TASK INSTRUCTIONS: Copy out each line of the records below that contains the word "cluster".
[begin DATA IN THIS EXERCISE]
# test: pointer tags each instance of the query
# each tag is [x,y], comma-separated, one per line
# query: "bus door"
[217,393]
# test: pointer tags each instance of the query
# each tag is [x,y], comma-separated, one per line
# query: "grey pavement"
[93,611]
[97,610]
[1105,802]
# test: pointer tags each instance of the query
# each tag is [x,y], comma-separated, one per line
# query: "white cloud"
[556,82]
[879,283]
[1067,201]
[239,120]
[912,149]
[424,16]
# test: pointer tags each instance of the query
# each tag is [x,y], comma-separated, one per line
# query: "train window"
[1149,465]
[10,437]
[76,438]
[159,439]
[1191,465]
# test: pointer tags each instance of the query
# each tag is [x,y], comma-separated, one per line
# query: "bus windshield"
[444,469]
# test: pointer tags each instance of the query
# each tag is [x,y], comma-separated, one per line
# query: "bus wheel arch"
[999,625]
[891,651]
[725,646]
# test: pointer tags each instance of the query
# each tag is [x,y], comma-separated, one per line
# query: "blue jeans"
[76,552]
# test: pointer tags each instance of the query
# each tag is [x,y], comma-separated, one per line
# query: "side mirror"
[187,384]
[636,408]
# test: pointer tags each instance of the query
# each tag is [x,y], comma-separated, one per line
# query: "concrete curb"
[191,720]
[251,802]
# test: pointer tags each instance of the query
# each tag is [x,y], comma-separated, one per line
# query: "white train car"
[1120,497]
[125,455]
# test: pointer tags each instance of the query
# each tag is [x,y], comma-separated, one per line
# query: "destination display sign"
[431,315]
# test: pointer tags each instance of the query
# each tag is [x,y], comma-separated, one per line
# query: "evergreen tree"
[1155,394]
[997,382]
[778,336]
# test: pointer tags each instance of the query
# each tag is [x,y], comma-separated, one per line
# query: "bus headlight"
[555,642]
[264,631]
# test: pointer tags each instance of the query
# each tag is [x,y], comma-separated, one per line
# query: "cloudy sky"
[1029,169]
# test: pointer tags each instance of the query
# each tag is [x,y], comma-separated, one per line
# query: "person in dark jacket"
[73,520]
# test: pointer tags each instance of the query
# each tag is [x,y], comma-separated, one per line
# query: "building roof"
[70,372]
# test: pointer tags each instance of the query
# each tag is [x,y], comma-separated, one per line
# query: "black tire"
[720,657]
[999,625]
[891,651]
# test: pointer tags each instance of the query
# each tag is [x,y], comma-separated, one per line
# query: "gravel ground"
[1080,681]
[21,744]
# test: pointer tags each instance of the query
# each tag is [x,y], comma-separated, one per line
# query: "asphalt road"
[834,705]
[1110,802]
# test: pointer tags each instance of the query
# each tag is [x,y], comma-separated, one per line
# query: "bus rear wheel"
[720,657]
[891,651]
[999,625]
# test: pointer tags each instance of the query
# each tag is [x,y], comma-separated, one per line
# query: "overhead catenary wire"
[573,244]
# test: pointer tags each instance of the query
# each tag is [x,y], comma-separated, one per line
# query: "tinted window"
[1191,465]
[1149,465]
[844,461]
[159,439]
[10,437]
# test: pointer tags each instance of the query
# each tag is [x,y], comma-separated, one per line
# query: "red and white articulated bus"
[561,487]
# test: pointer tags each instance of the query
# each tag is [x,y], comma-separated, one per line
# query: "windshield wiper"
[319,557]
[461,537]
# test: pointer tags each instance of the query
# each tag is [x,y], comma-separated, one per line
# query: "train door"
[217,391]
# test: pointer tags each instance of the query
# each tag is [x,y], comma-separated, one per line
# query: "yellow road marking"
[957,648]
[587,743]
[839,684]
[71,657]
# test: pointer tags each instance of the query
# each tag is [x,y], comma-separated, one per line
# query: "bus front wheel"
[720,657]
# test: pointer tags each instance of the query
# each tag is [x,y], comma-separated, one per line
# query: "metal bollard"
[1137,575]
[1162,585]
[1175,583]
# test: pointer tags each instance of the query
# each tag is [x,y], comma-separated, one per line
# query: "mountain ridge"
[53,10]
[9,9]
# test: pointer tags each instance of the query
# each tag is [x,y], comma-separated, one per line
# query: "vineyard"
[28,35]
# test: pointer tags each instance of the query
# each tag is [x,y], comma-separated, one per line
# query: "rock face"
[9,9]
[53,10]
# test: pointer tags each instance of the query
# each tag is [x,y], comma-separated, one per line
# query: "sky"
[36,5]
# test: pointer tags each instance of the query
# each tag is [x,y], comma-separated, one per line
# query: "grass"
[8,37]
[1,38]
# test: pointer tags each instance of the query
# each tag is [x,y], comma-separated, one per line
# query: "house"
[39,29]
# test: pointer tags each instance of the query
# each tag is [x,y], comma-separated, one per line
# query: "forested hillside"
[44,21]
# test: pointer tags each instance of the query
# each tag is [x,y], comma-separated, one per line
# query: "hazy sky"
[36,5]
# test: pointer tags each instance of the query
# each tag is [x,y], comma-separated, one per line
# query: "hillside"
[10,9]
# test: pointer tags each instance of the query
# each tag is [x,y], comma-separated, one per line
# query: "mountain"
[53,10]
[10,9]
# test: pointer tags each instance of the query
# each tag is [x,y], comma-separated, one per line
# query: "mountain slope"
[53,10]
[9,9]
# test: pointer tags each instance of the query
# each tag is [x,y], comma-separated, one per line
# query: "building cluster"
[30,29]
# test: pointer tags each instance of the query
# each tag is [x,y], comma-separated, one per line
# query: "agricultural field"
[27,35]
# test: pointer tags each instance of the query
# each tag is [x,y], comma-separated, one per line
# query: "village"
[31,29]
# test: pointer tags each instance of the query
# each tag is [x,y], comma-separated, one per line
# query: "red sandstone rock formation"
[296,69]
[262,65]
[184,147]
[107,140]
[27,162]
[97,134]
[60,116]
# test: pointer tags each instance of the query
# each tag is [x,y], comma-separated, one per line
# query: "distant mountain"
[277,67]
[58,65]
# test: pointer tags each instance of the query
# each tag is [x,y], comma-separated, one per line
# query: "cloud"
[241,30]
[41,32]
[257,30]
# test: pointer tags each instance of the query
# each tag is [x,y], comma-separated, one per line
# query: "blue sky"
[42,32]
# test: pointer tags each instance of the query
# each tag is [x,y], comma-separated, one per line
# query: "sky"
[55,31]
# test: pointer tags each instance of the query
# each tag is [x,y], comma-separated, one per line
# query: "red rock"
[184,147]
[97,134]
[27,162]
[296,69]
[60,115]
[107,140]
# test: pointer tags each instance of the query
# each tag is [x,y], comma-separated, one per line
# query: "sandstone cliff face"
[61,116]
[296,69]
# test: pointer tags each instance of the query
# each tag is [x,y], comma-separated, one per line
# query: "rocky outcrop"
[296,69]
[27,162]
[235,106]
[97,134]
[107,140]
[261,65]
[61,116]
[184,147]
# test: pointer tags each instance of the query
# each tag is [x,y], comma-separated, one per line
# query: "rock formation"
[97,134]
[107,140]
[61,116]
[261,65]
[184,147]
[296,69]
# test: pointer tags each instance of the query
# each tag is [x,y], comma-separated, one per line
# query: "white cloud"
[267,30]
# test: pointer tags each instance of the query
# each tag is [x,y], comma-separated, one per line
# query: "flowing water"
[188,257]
[end DATA IN THIS EXERCISE]
[begin DATA IN THIS EXERCISE]
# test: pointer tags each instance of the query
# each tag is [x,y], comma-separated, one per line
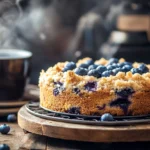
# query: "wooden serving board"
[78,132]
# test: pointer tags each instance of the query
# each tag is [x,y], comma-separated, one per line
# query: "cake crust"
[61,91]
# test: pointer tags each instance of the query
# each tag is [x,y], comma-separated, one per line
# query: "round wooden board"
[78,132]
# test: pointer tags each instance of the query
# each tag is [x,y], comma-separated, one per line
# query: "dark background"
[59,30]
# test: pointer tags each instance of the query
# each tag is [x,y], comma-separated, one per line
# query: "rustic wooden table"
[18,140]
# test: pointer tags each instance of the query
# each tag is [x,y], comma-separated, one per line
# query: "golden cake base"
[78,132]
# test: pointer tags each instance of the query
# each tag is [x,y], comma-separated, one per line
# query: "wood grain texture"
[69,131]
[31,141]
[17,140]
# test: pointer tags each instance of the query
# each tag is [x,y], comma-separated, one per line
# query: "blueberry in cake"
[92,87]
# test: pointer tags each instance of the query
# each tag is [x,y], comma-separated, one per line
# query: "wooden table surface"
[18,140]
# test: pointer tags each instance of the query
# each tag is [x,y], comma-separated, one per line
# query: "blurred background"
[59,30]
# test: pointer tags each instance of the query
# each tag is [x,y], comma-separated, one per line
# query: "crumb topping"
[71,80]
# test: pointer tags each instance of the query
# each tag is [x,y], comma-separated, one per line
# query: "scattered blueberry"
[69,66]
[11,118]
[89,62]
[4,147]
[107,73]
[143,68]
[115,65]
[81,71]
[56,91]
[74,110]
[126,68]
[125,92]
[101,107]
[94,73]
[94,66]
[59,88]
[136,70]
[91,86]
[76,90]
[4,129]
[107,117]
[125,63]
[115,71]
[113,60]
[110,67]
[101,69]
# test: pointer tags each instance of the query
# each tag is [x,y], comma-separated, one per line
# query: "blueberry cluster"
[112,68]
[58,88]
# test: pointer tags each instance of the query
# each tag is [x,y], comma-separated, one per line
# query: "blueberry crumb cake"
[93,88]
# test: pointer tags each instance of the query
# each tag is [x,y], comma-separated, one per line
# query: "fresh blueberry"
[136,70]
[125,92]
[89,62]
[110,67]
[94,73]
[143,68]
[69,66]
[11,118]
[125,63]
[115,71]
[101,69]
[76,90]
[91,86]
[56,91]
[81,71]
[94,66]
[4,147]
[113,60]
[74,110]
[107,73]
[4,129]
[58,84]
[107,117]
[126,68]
[end DATA IN THIS EXERCISE]
SOLUTION BELOW:
# query: "building cluster"
# query: "blueberry cluster"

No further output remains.